Count how many lines of the data below contain the string "instance"; the reply should be that number alone.

Extracted data entries:
=== Begin Enclosure ===

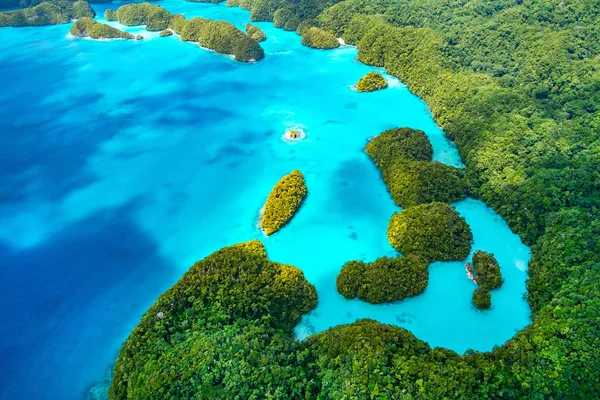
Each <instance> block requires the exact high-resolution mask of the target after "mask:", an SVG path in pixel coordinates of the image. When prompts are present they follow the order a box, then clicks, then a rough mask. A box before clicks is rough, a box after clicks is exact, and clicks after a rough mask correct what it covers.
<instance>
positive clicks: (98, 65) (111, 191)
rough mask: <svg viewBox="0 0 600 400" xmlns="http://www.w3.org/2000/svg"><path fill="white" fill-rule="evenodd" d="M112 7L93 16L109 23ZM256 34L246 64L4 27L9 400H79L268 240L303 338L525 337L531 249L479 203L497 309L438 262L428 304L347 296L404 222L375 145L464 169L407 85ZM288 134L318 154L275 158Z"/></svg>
mask: <svg viewBox="0 0 600 400" xmlns="http://www.w3.org/2000/svg"><path fill="white" fill-rule="evenodd" d="M161 5H162V6H163V7H165V8H167V9H168V10H169V11H171V12H173V13H184V14H185V15H186V17H188V18H189V17H192V16H203V17H207V18H212V19H224V20H228V21H230V22H232V23H234V24H235V25H236V26H238V27H243V26H244V25H245V23H246V22H247V21H248V17H249V13H248V12H246V11H243V10H240V9H237V8H227V7H225V6H224V5H222V4H221V5H214V4H198V3H187V2H183V1H175V0H165V1H163V2H161ZM116 7H117V5H113V4H109V5H98V6H95V9H96V11H97V13H98V15H99V17H97V19H99V20H102V18H101V17H100V16H101V15H102V14H103V12H104V10H105V9H106V8H116ZM114 25H115V26H120V25H119V24H116V23H115V24H114ZM257 25H259V26H260V27H261V29H263V30H264V31H265V32H266V34H267V36H268V38H267V41H266V42H263V43H262V45H263V46H264V49H265V52H266V58H265V60H263V61H262V62H260V63H257V64H253V65H247V64H242V63H237V62H234V61H232V60H231V58H229V57H227V56H223V55H218V54H215V53H213V52H209V51H206V50H202V49H200V48H199V47H198V46H197V45H194V44H191V43H184V42H181V41H179V39H178V38H177V37H176V36H173V37H168V38H158V37H157V36H158V33H149V32H146V31H144V30H143V29H142V28H127V29H126V30H127V31H129V32H131V33H135V34H138V33H140V34H143V35H144V36H145V37H146V39H145V40H143V41H140V42H135V41H131V42H128V41H93V40H81V39H71V38H68V37H67V34H68V31H69V28H70V25H68V24H67V25H58V26H50V27H41V28H36V27H34V28H18V29H13V28H3V29H2V31H1V35H2V36H1V37H2V40H1V41H0V83H2V87H3V88H5V89H4V90H3V91H2V92H0V102H1V104H2V105H3V107H0V132H2V134H1V135H0V141H1V146H0V148H1V149H2V152H1V153H0V154H1V157H2V162H3V165H4V168H3V169H2V171H0V177H1V181H0V182H1V184H0V263H1V266H2V267H1V268H0V271H1V272H0V273H1V274H2V275H1V276H0V278H1V282H2V284H3V286H4V288H3V291H2V294H1V296H2V297H1V301H0V311H1V312H2V315H3V316H4V319H3V324H2V325H1V326H0V338H2V341H1V342H0V343H1V344H0V360H1V361H0V362H2V366H1V368H0V371H1V372H0V398H10V399H30V398H44V399H70V398H80V397H81V395H82V393H83V392H84V391H85V389H86V388H87V387H89V386H90V385H91V384H93V383H94V382H96V381H98V380H100V379H101V378H102V376H103V374H105V372H106V371H107V370H109V369H110V368H111V366H112V364H113V363H114V360H115V358H116V355H117V353H118V350H119V347H120V344H121V343H122V342H123V341H124V340H125V338H126V337H127V335H128V333H129V332H130V330H131V329H132V328H133V327H134V326H135V325H136V324H137V322H138V321H139V318H140V316H141V315H142V313H143V312H144V311H145V310H146V309H147V308H148V306H150V304H152V302H154V300H155V299H156V298H157V297H158V296H159V295H160V294H161V293H162V292H164V291H165V290H166V289H168V288H169V287H171V286H172V285H173V284H174V283H175V282H176V281H177V279H178V278H179V277H180V276H181V275H182V274H183V273H184V272H185V271H186V270H187V268H188V267H189V266H190V265H191V264H192V263H193V262H194V261H196V260H198V259H201V258H203V257H205V256H206V255H208V254H210V253H212V252H213V251H215V250H217V249H219V248H221V247H223V246H226V245H231V244H234V243H238V242H240V241H247V240H251V239H255V238H258V239H260V240H262V241H263V242H264V243H265V245H266V247H267V251H268V253H269V257H270V258H271V259H272V260H274V261H279V262H283V263H289V264H293V265H295V266H297V267H298V268H301V269H302V270H303V271H304V273H305V275H306V277H307V279H308V280H309V281H310V282H311V283H312V284H314V285H315V286H316V288H317V292H318V296H319V304H318V306H317V308H316V309H315V310H314V311H312V312H311V313H309V314H308V315H306V316H305V317H304V318H303V320H302V322H301V323H300V324H299V325H298V326H297V327H296V335H297V337H298V338H299V339H302V338H304V337H306V336H307V335H309V334H312V333H314V332H319V331H322V330H324V329H327V328H329V327H331V326H335V325H338V324H342V323H350V322H353V321H355V320H356V319H359V318H366V317H368V318H373V319H377V320H379V321H381V322H384V323H391V324H395V325H398V326H401V327H404V328H407V329H409V330H411V331H412V332H413V333H414V334H415V335H416V336H417V337H418V338H419V339H422V340H425V341H427V342H428V343H429V344H430V345H431V346H444V347H447V348H450V349H453V350H455V351H458V352H464V351H466V350H467V349H469V348H471V349H474V350H481V351H485V350H490V349H492V347H493V346H494V345H499V344H502V343H503V342H504V341H506V340H507V339H509V338H510V337H512V336H513V335H514V333H515V332H516V331H517V330H519V329H521V328H523V327H524V326H525V325H526V324H528V323H529V322H530V320H529V308H528V307H527V303H526V302H525V301H524V300H523V298H522V296H523V294H524V293H525V279H526V277H527V275H526V266H527V263H528V261H529V257H530V253H529V249H528V248H527V247H526V246H524V245H523V244H522V243H521V242H520V240H519V238H518V237H517V236H516V235H514V234H513V233H511V232H510V230H509V228H508V227H507V225H506V224H505V223H504V222H503V221H502V219H501V218H500V217H499V216H498V215H496V214H495V213H494V212H493V211H492V210H491V209H489V208H487V207H486V206H485V205H484V204H483V203H481V202H479V201H475V200H471V199H468V200H465V201H462V202H459V203H457V204H455V205H456V207H457V210H458V211H459V212H460V213H461V215H463V216H464V217H465V218H466V219H467V222H468V223H469V224H470V225H471V228H472V230H473V234H474V238H475V244H474V247H473V250H476V249H483V250H486V251H490V252H493V253H494V254H495V256H496V257H497V259H498V261H499V262H500V265H501V267H502V273H503V275H504V278H505V283H504V285H503V286H502V287H501V288H500V289H498V290H495V291H493V293H492V304H493V308H492V309H491V310H489V311H486V312H479V311H477V310H476V309H475V308H474V307H473V305H472V304H471V293H472V291H473V289H474V286H473V283H472V282H471V281H469V280H468V278H467V277H466V273H465V269H464V266H463V263H434V264H432V265H431V266H430V280H429V285H428V287H427V289H426V291H425V292H424V293H423V294H422V295H420V296H418V297H415V298H412V299H408V300H405V301H403V302H399V303H394V304H388V305H378V306H374V305H369V304H367V303H364V302H361V301H346V300H344V299H343V297H342V296H341V295H339V294H338V293H337V292H336V290H335V277H336V276H337V274H338V272H339V270H340V268H341V266H342V265H343V263H344V262H346V261H348V260H352V259H362V260H367V261H371V260H374V259H376V258H377V257H380V256H383V255H394V254H395V253H394V250H393V249H392V248H391V246H390V245H389V244H388V242H387V239H386V229H387V224H388V221H389V218H390V216H391V215H392V214H393V213H394V212H396V211H398V208H397V207H395V205H394V203H393V201H392V200H391V198H390V196H389V193H388V192H387V190H386V188H385V185H384V183H383V181H382V179H381V176H380V174H379V171H378V170H377V168H376V167H375V166H374V165H373V164H372V162H371V161H370V159H369V158H368V157H367V156H366V154H365V153H364V147H365V145H366V143H367V140H368V138H369V137H372V136H375V135H377V134H378V133H379V132H381V131H383V130H385V129H389V128H393V127H398V126H408V127H412V128H416V129H422V130H424V131H425V132H426V133H427V135H428V137H429V139H430V141H431V142H432V144H433V147H434V158H435V159H436V160H439V161H442V162H444V163H447V164H451V165H457V166H460V165H461V163H460V159H459V156H458V154H457V151H456V149H455V148H454V146H453V145H452V143H450V142H449V141H448V140H447V139H446V138H445V137H444V135H443V132H442V131H441V130H440V129H439V128H438V127H437V126H436V124H435V122H434V121H433V119H432V118H431V115H430V113H429V112H428V109H427V106H426V104H425V103H424V102H423V101H421V100H420V99H419V98H417V97H416V96H414V95H412V94H411V93H410V92H409V90H408V89H407V88H406V87H405V86H404V85H403V84H402V83H401V82H399V81H398V80H396V79H394V78H393V77H391V76H389V75H386V78H387V79H388V80H389V82H390V88H388V89H386V90H384V91H381V92H375V93H357V92H355V91H353V90H352V85H354V84H355V83H356V81H357V80H358V79H359V78H360V77H361V76H363V75H364V74H365V73H367V72H368V71H371V70H372V68H371V67H368V66H365V65H363V64H360V63H358V62H357V61H355V59H356V49H355V48H352V47H342V48H339V49H336V50H332V51H319V50H313V49H309V48H306V47H303V46H302V45H301V44H300V37H299V36H298V35H296V34H295V33H291V32H284V31H282V30H279V29H276V28H274V27H273V25H272V24H270V23H259V24H257ZM294 127H299V128H302V129H304V130H305V131H306V132H307V137H306V138H305V139H304V140H302V141H300V142H297V143H286V142H284V141H283V140H281V136H282V135H283V133H284V131H285V130H286V129H288V128H294ZM293 169H299V170H301V171H302V172H303V173H304V175H305V178H306V183H307V186H308V190H309V195H308V198H307V200H306V202H305V204H304V205H303V207H302V208H301V210H300V211H299V213H298V214H297V215H296V217H295V218H294V219H293V220H292V222H291V224H290V225H289V226H287V227H286V228H284V229H283V230H281V231H280V232H278V233H277V234H276V235H274V236H272V237H269V238H265V237H264V235H263V234H262V232H260V231H259V230H258V228H257V227H256V222H257V216H258V212H259V210H260V208H261V207H262V205H263V203H264V201H265V199H266V197H267V195H268V194H269V191H270V190H271V188H272V186H273V185H274V184H275V183H276V182H277V181H278V180H279V178H281V176H283V175H284V174H287V173H289V172H290V171H291V170H293Z"/></svg>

=== End Enclosure ===

Written solution: 2